She Never Grew Into Her Ears
I think Nature intended for Ellie to be bigger. She was, after all, a purebred German shepherd, according to the DNA test which came back some years later. And she certainly looked like a German shepherd, though she was all ears at first. I had lost my previous GSD, gentle giant Shadow, and was looking for another, when my sister Nora told me she had seen German shepherd puppies at a local fair in El Segundo. I jumped at the opportunity. Went down to ES, figuring a valuable GSD puppy would be snapped up quickly. Nora and I even posed as a married couple so as to make our case stronger. It was easier than that. Turns out the adoption facility was pretty fly-by-night, and Ellie was covered in fleas. I took Ellie home to Ventura for a mere 50-dollar adoption fee..
That was one of the great days in fatherhood, for me. Ellie was so small she slept on the console between the two front seats on the drive up. I walked in with her and placed her right on Carrie’s lap. The kids had no idea I’d be coming home with a puppy. Worth it right there.
_ _ _
**INSTRUCTIONS**
#1 According to the essay about Ellie, how much was the adoption fee paid for her?
#2 List every name of a person or a dog that appears in the essay about Ellie.

**DATA**
_ _ _
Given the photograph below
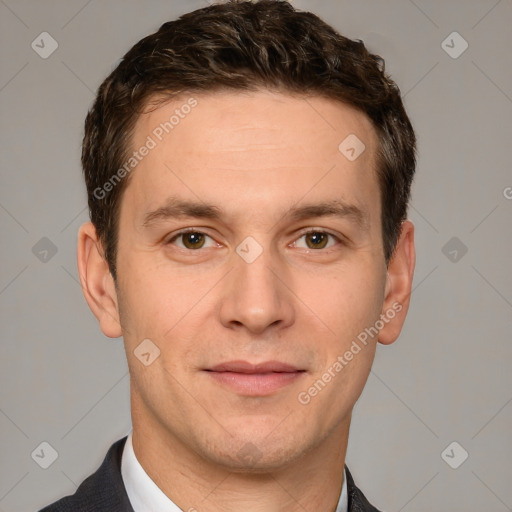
_ _ _
**EXPECTED OUTPUTS**
#1 50 dollars

#2 Ellie, Shadow, Nora, Carrie